**Task to carry out**
Among the entries, find the lines with the string "building" and report them.
== Records supplied ==
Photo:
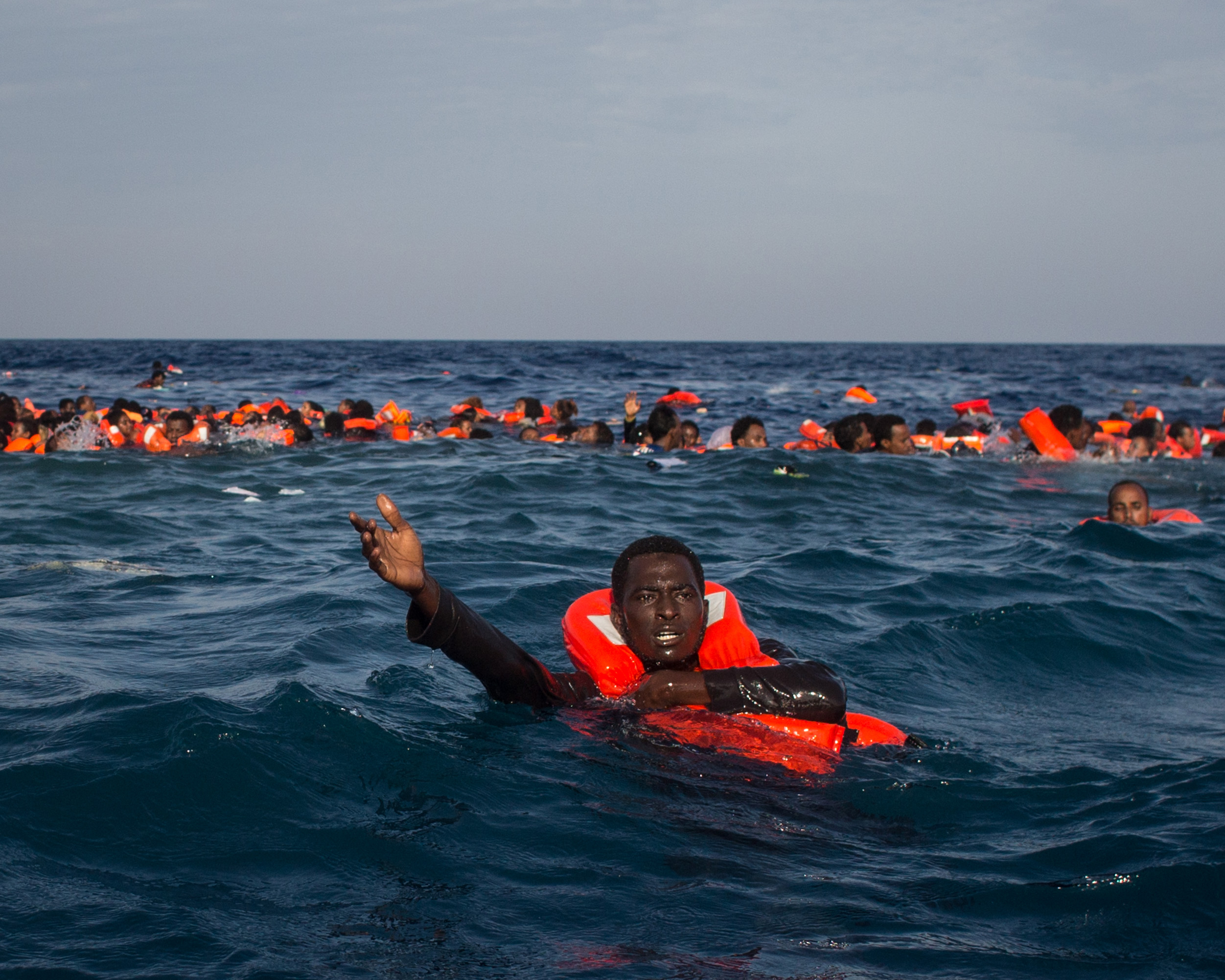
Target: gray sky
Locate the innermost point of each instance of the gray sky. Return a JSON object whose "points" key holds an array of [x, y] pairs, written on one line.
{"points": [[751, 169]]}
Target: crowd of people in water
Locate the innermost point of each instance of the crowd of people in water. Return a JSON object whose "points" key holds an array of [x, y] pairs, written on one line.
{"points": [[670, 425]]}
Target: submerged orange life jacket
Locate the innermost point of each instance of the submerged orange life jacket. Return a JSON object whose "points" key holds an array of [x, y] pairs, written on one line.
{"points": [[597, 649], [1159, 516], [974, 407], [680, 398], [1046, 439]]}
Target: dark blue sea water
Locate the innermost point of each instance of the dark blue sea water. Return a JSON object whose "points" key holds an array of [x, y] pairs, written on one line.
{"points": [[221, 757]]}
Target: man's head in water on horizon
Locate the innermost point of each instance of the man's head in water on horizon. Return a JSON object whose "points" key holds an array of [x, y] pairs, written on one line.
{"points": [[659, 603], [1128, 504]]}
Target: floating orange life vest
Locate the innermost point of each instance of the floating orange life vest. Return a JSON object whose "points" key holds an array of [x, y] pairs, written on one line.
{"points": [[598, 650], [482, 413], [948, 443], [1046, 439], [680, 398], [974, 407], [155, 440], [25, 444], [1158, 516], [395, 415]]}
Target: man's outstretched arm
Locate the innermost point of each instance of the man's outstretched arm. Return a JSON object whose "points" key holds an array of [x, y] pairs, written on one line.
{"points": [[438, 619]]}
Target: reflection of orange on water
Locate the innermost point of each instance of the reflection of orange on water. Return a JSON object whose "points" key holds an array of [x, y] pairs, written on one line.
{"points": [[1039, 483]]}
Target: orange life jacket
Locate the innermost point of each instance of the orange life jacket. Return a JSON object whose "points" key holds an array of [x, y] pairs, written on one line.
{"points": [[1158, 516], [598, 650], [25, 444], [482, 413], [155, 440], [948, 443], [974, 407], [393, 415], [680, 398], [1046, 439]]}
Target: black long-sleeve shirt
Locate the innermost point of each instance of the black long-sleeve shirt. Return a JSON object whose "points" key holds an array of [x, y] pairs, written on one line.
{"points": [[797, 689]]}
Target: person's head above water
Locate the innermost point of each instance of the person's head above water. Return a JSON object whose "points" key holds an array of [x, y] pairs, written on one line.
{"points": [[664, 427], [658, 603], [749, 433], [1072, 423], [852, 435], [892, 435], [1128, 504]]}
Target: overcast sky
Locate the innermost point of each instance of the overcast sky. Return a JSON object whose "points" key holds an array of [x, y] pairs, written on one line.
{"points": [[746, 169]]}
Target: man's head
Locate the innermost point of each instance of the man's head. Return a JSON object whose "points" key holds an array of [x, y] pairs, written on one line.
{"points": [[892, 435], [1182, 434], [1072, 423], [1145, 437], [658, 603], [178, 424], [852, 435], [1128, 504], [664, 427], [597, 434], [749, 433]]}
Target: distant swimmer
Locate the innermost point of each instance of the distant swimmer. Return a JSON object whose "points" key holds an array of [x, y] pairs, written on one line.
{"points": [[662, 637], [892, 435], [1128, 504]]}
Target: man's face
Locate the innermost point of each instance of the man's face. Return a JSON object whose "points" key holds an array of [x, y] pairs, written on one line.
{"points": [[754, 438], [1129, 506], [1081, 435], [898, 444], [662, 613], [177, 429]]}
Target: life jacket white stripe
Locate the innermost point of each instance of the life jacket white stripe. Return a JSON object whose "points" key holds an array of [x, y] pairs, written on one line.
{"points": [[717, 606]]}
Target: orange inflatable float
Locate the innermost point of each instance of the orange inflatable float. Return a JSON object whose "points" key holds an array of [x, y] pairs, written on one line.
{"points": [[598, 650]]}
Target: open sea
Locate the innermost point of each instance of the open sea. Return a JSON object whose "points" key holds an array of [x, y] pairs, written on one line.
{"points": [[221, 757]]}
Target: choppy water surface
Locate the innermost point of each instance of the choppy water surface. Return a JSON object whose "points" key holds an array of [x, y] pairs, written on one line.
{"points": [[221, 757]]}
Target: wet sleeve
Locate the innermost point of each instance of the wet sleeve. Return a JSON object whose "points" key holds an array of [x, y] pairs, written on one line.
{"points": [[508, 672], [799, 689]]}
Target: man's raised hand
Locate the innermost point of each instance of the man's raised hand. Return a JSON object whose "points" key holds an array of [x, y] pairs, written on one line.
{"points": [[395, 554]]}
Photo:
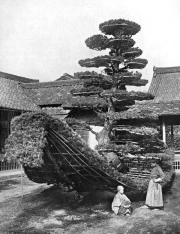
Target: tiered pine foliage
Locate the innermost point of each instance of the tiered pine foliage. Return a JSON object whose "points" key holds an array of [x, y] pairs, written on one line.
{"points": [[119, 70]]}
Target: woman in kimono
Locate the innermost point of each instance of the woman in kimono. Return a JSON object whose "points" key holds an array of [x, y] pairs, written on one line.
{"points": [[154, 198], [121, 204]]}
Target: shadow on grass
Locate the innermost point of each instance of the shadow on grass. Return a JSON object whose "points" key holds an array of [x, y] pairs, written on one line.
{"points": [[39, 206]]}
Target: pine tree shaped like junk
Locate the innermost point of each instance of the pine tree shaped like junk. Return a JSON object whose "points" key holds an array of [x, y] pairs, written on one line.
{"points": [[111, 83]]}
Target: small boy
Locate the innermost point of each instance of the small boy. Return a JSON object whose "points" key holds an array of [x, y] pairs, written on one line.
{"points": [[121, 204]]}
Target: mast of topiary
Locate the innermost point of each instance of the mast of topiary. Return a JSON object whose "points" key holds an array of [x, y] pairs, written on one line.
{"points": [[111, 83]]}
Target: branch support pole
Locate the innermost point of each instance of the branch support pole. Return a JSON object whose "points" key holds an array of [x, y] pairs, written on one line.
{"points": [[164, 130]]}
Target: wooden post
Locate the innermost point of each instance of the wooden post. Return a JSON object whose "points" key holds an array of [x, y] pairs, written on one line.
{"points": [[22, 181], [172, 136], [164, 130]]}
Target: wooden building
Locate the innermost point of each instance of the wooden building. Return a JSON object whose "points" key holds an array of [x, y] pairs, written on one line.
===
**Response below**
Target: wooden building
Locate the innermost point of each instance of the wooden building. Return a JSON object whose "points" key holds an array of [x, y] pairs, written on one line.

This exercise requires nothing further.